The problem: Find the line containing "Note to the class: point to the aquatic", then output it and every line after it through the end of the listing below, exactly as written.

Location labeling records

——————

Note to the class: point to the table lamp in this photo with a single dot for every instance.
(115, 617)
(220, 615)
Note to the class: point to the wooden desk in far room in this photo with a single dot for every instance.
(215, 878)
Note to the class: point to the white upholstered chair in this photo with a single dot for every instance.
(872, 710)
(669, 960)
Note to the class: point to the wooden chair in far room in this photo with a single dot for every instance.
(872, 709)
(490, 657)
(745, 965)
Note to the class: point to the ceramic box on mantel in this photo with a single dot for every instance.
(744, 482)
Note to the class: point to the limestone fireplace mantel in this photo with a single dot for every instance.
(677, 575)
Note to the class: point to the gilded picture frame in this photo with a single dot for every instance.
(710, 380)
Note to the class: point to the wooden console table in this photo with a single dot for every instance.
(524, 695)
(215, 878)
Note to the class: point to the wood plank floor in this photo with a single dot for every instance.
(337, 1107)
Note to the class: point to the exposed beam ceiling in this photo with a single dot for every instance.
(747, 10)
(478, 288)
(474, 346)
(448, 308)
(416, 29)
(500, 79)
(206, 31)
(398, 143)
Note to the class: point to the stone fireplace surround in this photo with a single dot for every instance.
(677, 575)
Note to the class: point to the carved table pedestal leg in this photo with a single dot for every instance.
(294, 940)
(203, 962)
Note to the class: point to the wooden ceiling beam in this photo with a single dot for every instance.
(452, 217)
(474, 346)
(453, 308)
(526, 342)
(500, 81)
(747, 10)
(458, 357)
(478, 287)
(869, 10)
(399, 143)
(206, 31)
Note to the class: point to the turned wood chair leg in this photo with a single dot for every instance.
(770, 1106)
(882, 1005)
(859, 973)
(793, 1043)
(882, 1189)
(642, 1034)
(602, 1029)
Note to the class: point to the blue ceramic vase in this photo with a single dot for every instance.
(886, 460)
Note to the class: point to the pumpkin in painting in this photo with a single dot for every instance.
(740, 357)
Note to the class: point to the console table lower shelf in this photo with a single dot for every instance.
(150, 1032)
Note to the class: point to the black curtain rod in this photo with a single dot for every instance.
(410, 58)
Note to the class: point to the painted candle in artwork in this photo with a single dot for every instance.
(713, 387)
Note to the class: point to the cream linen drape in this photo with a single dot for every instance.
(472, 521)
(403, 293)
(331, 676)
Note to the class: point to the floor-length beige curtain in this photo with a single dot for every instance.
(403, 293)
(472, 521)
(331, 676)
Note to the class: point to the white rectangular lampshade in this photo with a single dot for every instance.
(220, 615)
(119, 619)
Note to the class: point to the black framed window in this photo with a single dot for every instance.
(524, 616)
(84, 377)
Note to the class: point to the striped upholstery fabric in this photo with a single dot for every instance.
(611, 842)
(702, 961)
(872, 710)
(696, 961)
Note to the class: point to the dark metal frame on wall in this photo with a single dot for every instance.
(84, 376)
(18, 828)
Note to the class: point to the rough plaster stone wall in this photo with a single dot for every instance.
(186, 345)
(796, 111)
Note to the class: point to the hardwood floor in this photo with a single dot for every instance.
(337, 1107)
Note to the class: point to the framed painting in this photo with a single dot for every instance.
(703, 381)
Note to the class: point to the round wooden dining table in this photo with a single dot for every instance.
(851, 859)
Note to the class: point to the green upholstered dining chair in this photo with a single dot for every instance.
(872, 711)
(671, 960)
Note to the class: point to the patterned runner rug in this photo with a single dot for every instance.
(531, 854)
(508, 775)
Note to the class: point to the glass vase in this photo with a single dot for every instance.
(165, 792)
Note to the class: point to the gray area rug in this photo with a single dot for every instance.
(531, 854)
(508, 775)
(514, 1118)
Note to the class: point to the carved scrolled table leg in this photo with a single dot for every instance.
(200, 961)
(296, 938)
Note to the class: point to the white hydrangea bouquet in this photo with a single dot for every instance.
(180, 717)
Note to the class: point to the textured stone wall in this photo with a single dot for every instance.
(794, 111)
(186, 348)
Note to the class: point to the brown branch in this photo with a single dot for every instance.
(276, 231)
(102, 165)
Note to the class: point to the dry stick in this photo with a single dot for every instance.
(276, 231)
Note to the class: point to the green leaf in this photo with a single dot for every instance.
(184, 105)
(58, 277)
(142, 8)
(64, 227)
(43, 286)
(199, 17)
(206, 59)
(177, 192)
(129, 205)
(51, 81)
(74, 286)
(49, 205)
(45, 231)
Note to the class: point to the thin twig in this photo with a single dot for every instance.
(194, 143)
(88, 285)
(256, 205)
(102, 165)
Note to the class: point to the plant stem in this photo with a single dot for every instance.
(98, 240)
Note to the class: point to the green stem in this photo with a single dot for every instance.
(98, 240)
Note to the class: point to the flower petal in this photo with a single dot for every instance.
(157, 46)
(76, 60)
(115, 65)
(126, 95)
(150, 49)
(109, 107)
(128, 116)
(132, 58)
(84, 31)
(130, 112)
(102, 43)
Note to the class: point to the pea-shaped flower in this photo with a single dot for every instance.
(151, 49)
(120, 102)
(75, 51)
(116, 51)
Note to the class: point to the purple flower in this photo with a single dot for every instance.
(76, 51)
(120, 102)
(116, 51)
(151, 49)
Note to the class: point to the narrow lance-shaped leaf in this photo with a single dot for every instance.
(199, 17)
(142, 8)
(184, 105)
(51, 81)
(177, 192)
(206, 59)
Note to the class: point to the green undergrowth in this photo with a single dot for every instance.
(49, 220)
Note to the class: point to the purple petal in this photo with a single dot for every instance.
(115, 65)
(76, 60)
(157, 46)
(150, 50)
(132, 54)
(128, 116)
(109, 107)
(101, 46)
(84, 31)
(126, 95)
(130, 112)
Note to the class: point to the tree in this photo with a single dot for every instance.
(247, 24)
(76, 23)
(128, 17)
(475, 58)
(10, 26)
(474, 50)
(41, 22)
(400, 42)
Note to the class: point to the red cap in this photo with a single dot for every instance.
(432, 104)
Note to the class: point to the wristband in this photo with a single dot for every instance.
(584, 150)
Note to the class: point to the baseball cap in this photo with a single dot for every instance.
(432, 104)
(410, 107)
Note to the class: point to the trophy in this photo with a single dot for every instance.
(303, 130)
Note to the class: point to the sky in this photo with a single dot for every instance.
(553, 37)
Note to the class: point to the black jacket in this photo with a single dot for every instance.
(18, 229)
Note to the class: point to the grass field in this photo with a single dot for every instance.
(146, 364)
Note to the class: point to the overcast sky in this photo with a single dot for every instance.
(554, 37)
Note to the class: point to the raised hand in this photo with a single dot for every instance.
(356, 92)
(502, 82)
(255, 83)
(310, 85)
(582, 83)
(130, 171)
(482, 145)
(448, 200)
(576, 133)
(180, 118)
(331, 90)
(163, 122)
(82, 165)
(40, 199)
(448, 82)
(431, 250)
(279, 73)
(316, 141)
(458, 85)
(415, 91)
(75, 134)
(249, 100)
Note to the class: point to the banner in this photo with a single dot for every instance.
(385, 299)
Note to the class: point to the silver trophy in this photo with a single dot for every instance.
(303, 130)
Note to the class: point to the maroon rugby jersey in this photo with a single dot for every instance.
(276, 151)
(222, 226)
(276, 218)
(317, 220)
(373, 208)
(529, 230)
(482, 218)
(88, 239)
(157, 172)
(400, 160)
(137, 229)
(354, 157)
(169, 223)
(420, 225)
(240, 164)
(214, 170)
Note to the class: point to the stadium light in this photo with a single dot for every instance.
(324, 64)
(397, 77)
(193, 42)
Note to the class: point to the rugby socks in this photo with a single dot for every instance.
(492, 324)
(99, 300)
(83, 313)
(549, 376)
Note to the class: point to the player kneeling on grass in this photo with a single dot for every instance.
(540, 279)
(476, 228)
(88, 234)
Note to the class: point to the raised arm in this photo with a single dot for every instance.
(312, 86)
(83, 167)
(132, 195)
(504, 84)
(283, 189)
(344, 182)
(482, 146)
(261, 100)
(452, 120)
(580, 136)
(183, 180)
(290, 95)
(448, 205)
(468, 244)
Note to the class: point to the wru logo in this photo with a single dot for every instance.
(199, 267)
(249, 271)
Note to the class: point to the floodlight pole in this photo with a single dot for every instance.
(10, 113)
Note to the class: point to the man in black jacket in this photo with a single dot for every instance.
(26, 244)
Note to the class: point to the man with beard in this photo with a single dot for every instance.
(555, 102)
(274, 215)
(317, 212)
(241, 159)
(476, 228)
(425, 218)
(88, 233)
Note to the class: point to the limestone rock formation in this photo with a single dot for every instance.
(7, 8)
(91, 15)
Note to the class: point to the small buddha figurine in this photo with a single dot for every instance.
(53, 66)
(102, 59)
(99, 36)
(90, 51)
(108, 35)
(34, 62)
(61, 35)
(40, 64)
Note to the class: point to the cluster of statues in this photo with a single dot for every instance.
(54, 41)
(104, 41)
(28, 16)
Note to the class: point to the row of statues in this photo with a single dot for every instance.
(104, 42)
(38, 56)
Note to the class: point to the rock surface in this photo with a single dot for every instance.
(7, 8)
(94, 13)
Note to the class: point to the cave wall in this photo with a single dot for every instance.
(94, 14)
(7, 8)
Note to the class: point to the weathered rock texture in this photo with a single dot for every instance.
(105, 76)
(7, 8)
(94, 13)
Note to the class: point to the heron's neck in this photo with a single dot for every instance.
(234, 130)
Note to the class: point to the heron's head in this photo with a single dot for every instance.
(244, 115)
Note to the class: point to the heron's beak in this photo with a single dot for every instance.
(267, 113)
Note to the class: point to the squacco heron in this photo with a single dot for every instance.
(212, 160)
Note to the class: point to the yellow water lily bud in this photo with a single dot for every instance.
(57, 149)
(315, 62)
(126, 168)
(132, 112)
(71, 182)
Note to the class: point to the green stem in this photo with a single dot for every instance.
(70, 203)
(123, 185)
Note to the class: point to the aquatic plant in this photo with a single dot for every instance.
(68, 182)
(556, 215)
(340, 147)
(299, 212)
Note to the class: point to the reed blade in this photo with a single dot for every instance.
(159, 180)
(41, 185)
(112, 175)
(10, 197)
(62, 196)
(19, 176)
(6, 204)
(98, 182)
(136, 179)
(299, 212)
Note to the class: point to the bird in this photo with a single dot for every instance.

——————

Output of the task:
Note to the class: point to the aquatic plant in this photo with a single dot for every instance.
(68, 182)
(556, 215)
(340, 147)
(299, 212)
Note to the class: point to the reed blade in this photo with a single dot for every instance.
(159, 180)
(41, 185)
(112, 175)
(10, 197)
(62, 196)
(19, 176)
(6, 204)
(98, 182)
(136, 179)
(299, 212)
Note to the class: point to the bird in this photo with a single dot for every instance.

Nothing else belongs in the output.